It’s no secret that money laundering is an issue that raises some concerns. The term was coined at the beginning of the 20th Century when the world’s economy was affected by organized criminals or corrupt politicians. At that time, their earnings came from gambling, extortion, bribery, and theft. Naturally, the need to define the situation and take control helped us step forward in the fight against fraud.
This is where AML or Anti-Money Laundering Screening and Ongoing Monitoring come into the picture.
Screening vs Ongoing Monitoring
Screening is a risk assessment process used to evaluate a company’s current or future customers in accordance with anti-money laundering (AML) guidelines. Through the screening process, businesses verify and confirm that their customers are not listed on sanctions lists, politically exposed persons (PEPs), banned or wanted lists, or adverse media data. The screening of customers constitutes a fundamental aspect of the AML compliance program.

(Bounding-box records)
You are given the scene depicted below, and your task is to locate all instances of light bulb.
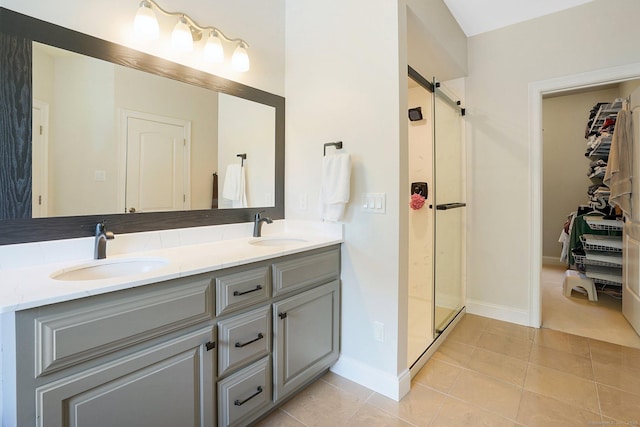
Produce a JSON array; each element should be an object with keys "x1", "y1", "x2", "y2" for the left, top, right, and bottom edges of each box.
[
  {"x1": 133, "y1": 1, "x2": 160, "y2": 40},
  {"x1": 171, "y1": 17, "x2": 193, "y2": 52},
  {"x1": 204, "y1": 31, "x2": 224, "y2": 63},
  {"x1": 231, "y1": 42, "x2": 249, "y2": 73}
]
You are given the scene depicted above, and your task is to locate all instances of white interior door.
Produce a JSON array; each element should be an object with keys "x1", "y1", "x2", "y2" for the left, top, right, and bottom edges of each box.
[
  {"x1": 125, "y1": 116, "x2": 190, "y2": 212},
  {"x1": 31, "y1": 99, "x2": 49, "y2": 218},
  {"x1": 622, "y1": 89, "x2": 640, "y2": 334}
]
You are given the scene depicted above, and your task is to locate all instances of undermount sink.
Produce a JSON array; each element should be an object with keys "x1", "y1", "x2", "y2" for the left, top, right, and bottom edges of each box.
[
  {"x1": 50, "y1": 258, "x2": 169, "y2": 281},
  {"x1": 249, "y1": 236, "x2": 307, "y2": 246}
]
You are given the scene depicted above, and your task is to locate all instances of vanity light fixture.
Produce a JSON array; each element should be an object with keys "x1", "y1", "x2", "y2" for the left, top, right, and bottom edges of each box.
[{"x1": 133, "y1": 0, "x2": 250, "y2": 72}]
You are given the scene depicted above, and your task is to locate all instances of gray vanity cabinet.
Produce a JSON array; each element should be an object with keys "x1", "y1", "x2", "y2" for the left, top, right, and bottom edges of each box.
[
  {"x1": 16, "y1": 274, "x2": 217, "y2": 427},
  {"x1": 5, "y1": 245, "x2": 340, "y2": 427},
  {"x1": 36, "y1": 327, "x2": 215, "y2": 427},
  {"x1": 273, "y1": 280, "x2": 340, "y2": 402}
]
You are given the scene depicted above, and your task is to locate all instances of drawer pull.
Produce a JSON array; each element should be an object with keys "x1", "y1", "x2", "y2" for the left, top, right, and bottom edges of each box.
[
  {"x1": 236, "y1": 332, "x2": 264, "y2": 348},
  {"x1": 233, "y1": 285, "x2": 262, "y2": 297},
  {"x1": 233, "y1": 386, "x2": 262, "y2": 406}
]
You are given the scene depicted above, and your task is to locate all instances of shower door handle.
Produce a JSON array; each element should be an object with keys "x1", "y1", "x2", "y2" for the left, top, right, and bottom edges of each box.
[{"x1": 436, "y1": 202, "x2": 467, "y2": 211}]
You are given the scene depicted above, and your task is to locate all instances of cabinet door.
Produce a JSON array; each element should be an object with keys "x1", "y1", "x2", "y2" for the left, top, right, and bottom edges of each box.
[
  {"x1": 273, "y1": 280, "x2": 340, "y2": 401},
  {"x1": 36, "y1": 326, "x2": 215, "y2": 427}
]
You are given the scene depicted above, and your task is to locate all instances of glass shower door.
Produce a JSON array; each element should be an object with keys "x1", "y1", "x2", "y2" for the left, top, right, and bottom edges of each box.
[{"x1": 433, "y1": 83, "x2": 466, "y2": 336}]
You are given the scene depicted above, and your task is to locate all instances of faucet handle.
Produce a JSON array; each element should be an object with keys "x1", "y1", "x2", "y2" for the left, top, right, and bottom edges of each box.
[
  {"x1": 96, "y1": 220, "x2": 116, "y2": 240},
  {"x1": 96, "y1": 220, "x2": 105, "y2": 236}
]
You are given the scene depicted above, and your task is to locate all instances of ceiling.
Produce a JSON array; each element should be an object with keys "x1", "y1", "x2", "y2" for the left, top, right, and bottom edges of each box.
[{"x1": 444, "y1": 0, "x2": 594, "y2": 37}]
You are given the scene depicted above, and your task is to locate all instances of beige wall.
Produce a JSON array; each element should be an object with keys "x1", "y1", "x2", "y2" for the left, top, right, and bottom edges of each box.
[
  {"x1": 285, "y1": 0, "x2": 465, "y2": 397},
  {"x1": 466, "y1": 0, "x2": 640, "y2": 323},
  {"x1": 542, "y1": 87, "x2": 619, "y2": 262}
]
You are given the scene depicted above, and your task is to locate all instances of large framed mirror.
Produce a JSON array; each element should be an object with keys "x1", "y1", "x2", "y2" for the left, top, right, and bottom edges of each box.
[{"x1": 0, "y1": 8, "x2": 285, "y2": 244}]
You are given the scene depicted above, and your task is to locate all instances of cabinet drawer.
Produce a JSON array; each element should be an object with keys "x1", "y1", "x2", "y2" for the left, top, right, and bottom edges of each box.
[
  {"x1": 218, "y1": 357, "x2": 271, "y2": 426},
  {"x1": 35, "y1": 278, "x2": 212, "y2": 376},
  {"x1": 273, "y1": 250, "x2": 340, "y2": 296},
  {"x1": 218, "y1": 306, "x2": 271, "y2": 376},
  {"x1": 216, "y1": 266, "x2": 271, "y2": 316}
]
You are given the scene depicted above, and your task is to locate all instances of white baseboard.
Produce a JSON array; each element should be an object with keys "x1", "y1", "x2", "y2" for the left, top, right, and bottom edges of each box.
[
  {"x1": 466, "y1": 299, "x2": 533, "y2": 326},
  {"x1": 542, "y1": 256, "x2": 567, "y2": 267},
  {"x1": 331, "y1": 355, "x2": 411, "y2": 401}
]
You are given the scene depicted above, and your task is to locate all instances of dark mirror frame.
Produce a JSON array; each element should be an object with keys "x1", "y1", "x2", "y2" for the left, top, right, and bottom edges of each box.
[{"x1": 0, "y1": 8, "x2": 285, "y2": 245}]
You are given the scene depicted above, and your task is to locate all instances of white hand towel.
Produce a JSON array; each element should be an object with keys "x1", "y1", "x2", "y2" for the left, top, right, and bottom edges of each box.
[
  {"x1": 320, "y1": 153, "x2": 351, "y2": 221},
  {"x1": 222, "y1": 163, "x2": 247, "y2": 208}
]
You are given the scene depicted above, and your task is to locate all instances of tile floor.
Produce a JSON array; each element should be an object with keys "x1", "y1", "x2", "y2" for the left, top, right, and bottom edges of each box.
[
  {"x1": 258, "y1": 314, "x2": 640, "y2": 427},
  {"x1": 540, "y1": 265, "x2": 640, "y2": 348}
]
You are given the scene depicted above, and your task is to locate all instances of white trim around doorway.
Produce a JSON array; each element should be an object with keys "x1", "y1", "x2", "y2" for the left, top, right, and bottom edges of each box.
[{"x1": 529, "y1": 63, "x2": 640, "y2": 328}]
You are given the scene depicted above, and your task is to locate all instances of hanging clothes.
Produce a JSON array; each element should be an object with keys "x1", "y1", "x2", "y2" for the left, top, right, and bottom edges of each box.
[{"x1": 603, "y1": 105, "x2": 633, "y2": 215}]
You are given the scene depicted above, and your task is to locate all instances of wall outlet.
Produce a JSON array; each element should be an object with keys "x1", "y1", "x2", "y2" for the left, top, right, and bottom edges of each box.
[
  {"x1": 373, "y1": 322, "x2": 384, "y2": 342},
  {"x1": 298, "y1": 194, "x2": 309, "y2": 212}
]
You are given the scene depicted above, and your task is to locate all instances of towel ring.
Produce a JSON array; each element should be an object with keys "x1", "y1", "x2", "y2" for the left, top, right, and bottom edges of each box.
[{"x1": 323, "y1": 141, "x2": 342, "y2": 156}]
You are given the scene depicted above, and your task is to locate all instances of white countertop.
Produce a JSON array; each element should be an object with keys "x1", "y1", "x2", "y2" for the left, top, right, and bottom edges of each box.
[{"x1": 0, "y1": 220, "x2": 343, "y2": 313}]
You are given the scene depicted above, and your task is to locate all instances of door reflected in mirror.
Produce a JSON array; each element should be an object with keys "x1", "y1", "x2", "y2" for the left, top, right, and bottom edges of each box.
[{"x1": 32, "y1": 42, "x2": 276, "y2": 217}]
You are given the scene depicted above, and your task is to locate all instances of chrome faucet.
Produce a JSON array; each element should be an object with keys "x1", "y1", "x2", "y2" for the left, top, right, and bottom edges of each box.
[
  {"x1": 253, "y1": 211, "x2": 273, "y2": 237},
  {"x1": 93, "y1": 221, "x2": 115, "y2": 259}
]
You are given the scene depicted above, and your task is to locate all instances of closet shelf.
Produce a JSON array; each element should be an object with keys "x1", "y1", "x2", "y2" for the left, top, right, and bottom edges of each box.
[
  {"x1": 585, "y1": 267, "x2": 622, "y2": 286},
  {"x1": 573, "y1": 251, "x2": 622, "y2": 268},
  {"x1": 585, "y1": 216, "x2": 624, "y2": 231},
  {"x1": 580, "y1": 234, "x2": 622, "y2": 252}
]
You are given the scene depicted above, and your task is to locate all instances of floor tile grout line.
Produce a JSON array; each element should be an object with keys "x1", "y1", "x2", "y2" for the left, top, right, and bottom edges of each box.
[
  {"x1": 432, "y1": 389, "x2": 524, "y2": 423},
  {"x1": 278, "y1": 408, "x2": 309, "y2": 427},
  {"x1": 367, "y1": 391, "x2": 422, "y2": 426}
]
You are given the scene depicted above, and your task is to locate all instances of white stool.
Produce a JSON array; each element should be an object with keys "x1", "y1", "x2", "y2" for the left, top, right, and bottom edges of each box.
[{"x1": 563, "y1": 270, "x2": 598, "y2": 301}]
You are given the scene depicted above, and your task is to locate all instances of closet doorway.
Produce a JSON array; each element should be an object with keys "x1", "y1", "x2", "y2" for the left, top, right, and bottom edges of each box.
[
  {"x1": 540, "y1": 80, "x2": 640, "y2": 347},
  {"x1": 406, "y1": 68, "x2": 466, "y2": 368}
]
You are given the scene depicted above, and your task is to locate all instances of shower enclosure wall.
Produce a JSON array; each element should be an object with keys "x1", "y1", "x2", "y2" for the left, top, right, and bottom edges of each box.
[{"x1": 407, "y1": 68, "x2": 466, "y2": 366}]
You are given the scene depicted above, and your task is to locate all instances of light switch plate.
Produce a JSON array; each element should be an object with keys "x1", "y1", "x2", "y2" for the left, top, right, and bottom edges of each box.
[{"x1": 362, "y1": 193, "x2": 387, "y2": 214}]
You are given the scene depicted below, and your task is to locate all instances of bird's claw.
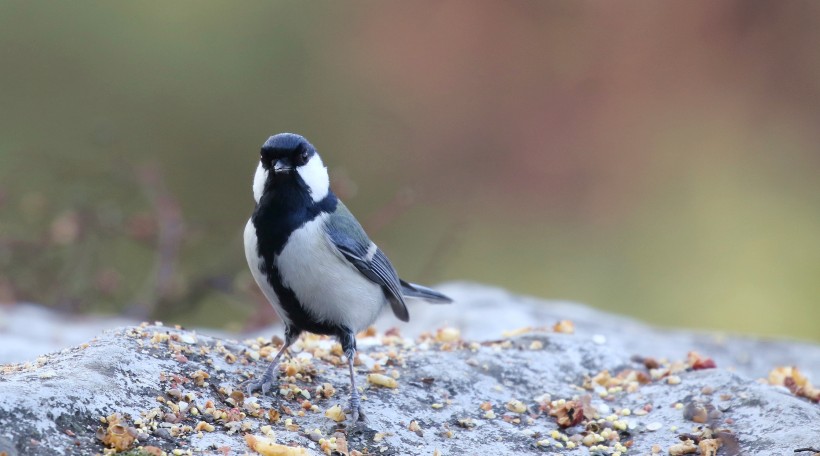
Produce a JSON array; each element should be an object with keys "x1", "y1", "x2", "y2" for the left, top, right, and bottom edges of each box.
[{"x1": 346, "y1": 390, "x2": 365, "y2": 426}]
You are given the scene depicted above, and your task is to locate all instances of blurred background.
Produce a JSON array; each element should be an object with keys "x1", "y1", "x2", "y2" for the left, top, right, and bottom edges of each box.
[{"x1": 0, "y1": 1, "x2": 820, "y2": 341}]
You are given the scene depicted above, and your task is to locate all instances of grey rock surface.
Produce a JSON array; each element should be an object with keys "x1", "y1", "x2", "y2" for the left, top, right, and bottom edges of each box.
[{"x1": 0, "y1": 284, "x2": 820, "y2": 456}]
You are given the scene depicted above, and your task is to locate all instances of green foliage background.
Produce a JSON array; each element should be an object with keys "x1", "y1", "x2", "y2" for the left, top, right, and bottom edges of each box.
[{"x1": 0, "y1": 1, "x2": 820, "y2": 340}]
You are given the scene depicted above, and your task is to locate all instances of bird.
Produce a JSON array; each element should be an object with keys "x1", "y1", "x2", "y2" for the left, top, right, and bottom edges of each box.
[{"x1": 244, "y1": 133, "x2": 452, "y2": 424}]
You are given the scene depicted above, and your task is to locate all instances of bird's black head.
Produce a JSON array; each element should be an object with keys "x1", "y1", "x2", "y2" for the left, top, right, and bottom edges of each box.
[
  {"x1": 253, "y1": 133, "x2": 330, "y2": 202},
  {"x1": 260, "y1": 133, "x2": 316, "y2": 173}
]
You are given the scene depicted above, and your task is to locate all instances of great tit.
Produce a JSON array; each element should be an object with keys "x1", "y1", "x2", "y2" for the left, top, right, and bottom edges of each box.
[{"x1": 244, "y1": 133, "x2": 451, "y2": 423}]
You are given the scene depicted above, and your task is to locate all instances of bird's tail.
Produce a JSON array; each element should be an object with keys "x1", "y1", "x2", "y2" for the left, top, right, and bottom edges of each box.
[{"x1": 401, "y1": 280, "x2": 453, "y2": 304}]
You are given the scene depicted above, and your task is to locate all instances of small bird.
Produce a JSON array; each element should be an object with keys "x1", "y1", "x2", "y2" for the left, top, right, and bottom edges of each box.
[{"x1": 244, "y1": 133, "x2": 452, "y2": 423}]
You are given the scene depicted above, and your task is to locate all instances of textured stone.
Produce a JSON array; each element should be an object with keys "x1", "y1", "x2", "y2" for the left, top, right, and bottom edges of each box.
[{"x1": 0, "y1": 285, "x2": 820, "y2": 456}]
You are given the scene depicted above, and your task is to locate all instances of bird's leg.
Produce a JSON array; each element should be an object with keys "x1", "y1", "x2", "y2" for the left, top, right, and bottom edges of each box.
[
  {"x1": 245, "y1": 327, "x2": 302, "y2": 396},
  {"x1": 339, "y1": 330, "x2": 364, "y2": 424}
]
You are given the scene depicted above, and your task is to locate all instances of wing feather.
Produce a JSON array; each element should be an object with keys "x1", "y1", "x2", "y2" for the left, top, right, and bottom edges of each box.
[{"x1": 325, "y1": 201, "x2": 410, "y2": 321}]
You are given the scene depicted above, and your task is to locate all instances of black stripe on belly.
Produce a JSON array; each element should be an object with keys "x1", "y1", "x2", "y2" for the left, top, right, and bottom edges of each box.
[{"x1": 251, "y1": 189, "x2": 343, "y2": 335}]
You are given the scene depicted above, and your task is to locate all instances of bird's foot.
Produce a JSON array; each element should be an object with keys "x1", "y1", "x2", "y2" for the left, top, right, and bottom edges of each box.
[
  {"x1": 349, "y1": 389, "x2": 365, "y2": 426},
  {"x1": 240, "y1": 369, "x2": 277, "y2": 396}
]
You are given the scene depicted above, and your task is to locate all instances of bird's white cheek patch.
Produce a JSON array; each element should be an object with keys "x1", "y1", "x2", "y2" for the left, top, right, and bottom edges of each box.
[
  {"x1": 253, "y1": 163, "x2": 268, "y2": 203},
  {"x1": 296, "y1": 154, "x2": 330, "y2": 202}
]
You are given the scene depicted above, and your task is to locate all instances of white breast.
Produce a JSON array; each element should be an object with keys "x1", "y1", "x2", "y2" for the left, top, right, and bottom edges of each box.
[
  {"x1": 274, "y1": 214, "x2": 387, "y2": 332},
  {"x1": 244, "y1": 220, "x2": 290, "y2": 324}
]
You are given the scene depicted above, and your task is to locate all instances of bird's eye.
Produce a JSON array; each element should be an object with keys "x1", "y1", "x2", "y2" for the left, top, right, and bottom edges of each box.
[{"x1": 297, "y1": 150, "x2": 310, "y2": 166}]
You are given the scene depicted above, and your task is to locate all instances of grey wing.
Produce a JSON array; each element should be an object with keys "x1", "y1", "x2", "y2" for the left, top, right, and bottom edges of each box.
[{"x1": 325, "y1": 201, "x2": 410, "y2": 321}]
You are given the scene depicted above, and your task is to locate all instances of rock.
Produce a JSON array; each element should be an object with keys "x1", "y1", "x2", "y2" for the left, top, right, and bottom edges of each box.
[{"x1": 0, "y1": 285, "x2": 820, "y2": 455}]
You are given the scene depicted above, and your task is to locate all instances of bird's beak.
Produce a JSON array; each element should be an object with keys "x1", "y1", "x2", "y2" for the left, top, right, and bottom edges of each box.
[{"x1": 273, "y1": 160, "x2": 293, "y2": 173}]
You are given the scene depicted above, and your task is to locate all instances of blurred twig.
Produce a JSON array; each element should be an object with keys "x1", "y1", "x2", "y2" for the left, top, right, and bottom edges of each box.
[{"x1": 127, "y1": 164, "x2": 185, "y2": 318}]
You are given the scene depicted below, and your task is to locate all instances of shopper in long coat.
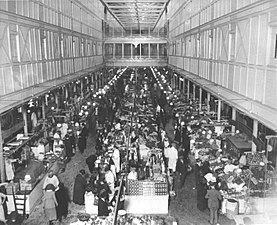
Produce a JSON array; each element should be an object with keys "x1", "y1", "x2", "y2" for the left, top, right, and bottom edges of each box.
[
  {"x1": 73, "y1": 170, "x2": 87, "y2": 205},
  {"x1": 78, "y1": 124, "x2": 88, "y2": 153},
  {"x1": 64, "y1": 134, "x2": 73, "y2": 161},
  {"x1": 56, "y1": 183, "x2": 70, "y2": 221},
  {"x1": 98, "y1": 189, "x2": 109, "y2": 216},
  {"x1": 42, "y1": 184, "x2": 58, "y2": 225}
]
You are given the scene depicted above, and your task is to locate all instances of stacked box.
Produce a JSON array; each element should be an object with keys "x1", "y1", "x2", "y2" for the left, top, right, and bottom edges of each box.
[
  {"x1": 143, "y1": 182, "x2": 155, "y2": 196},
  {"x1": 20, "y1": 179, "x2": 34, "y2": 191},
  {"x1": 155, "y1": 183, "x2": 168, "y2": 195},
  {"x1": 128, "y1": 180, "x2": 142, "y2": 195}
]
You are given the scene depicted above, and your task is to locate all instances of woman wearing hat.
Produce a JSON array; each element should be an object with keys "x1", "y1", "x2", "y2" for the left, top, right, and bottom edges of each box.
[
  {"x1": 73, "y1": 170, "x2": 87, "y2": 205},
  {"x1": 98, "y1": 189, "x2": 109, "y2": 216},
  {"x1": 42, "y1": 184, "x2": 58, "y2": 225}
]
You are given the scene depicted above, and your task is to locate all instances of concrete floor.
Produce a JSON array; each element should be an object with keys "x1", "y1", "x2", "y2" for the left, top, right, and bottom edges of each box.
[{"x1": 21, "y1": 127, "x2": 235, "y2": 225}]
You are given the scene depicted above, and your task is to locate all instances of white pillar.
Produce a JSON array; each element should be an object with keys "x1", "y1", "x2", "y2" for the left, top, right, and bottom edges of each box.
[
  {"x1": 217, "y1": 99, "x2": 221, "y2": 122},
  {"x1": 64, "y1": 85, "x2": 68, "y2": 100},
  {"x1": 131, "y1": 44, "x2": 133, "y2": 59},
  {"x1": 80, "y1": 78, "x2": 84, "y2": 98},
  {"x1": 54, "y1": 92, "x2": 59, "y2": 109},
  {"x1": 199, "y1": 87, "x2": 202, "y2": 111},
  {"x1": 113, "y1": 43, "x2": 115, "y2": 59},
  {"x1": 207, "y1": 92, "x2": 211, "y2": 112},
  {"x1": 139, "y1": 43, "x2": 142, "y2": 59},
  {"x1": 192, "y1": 84, "x2": 196, "y2": 101},
  {"x1": 252, "y1": 120, "x2": 259, "y2": 152},
  {"x1": 231, "y1": 107, "x2": 237, "y2": 134},
  {"x1": 0, "y1": 120, "x2": 6, "y2": 183},
  {"x1": 22, "y1": 105, "x2": 28, "y2": 136},
  {"x1": 187, "y1": 80, "x2": 190, "y2": 99}
]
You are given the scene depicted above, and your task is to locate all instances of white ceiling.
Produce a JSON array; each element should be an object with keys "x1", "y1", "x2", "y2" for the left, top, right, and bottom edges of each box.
[{"x1": 100, "y1": 0, "x2": 170, "y2": 29}]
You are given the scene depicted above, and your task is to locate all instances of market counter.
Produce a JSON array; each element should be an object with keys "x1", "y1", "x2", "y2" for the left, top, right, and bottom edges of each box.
[
  {"x1": 124, "y1": 195, "x2": 169, "y2": 215},
  {"x1": 7, "y1": 161, "x2": 60, "y2": 215}
]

■ **Given exercise 1**
Show each line of the entries above that contains the word "wall".
■ **Given exercise 2**
Resume the passage on anti-money laundering screening where it stops.

■ **Right answer 1**
You are given the scene depicted above, and your task is to locate all instances of beige wall.
You are given the scene depicted above, and your task is to locate all instances of wall outlet.
You are given the scene depicted above, and your task is to locate all instances of shower enclosure wall.

■ **Right answer 2**
Ongoing monitoring is a systematic procedure where financial institutions and other regulated entities regularly monitor their clients, including their transactions and behavioral activities, to ensure adherence to laws and regulations. This is especially relevant for anti-money laundering (AML) and countering the financing of terrorism (CFT). The key goal of such ongoing scrutiny is to help organizations detect and address potential financial crimes and other types of fraud.
How Does Money Laundering Occur?
If we look closer, today, this battle isn’t over. Illegal operations evolved and took over the cyber world. Here, fraudsters hide their true source of income by participating in financial crimes. That’s why financial institutions and governments joined forces to constantly search for new options on how to combat the widespread problem.
Sometimes, fraud occurs in unexpected scenarios, and many forget that a decent amount of crime happens among politicians. While some are known for their amazing work, others in this segment abuse their power to steal public funds or take bribes. That’s why this issue of money laundering and corruption is everywhere, from democracies to autocracies.
With £100 billion of dirty money passing through UK systems every year, the USA isn’t an exception. According to the Corruption Perceptions Index, the United States finished 2021 with a score of 67, which is the lowest score since 2012. The results are provided on a scale of 0 to 100, where 0 is highly corrupt, and 100 is very clean. While the USA’s two-point drop from the year before isn’t drastic, the overall trend is clear – most countries have made no progress in overcoming corruption during the past decade.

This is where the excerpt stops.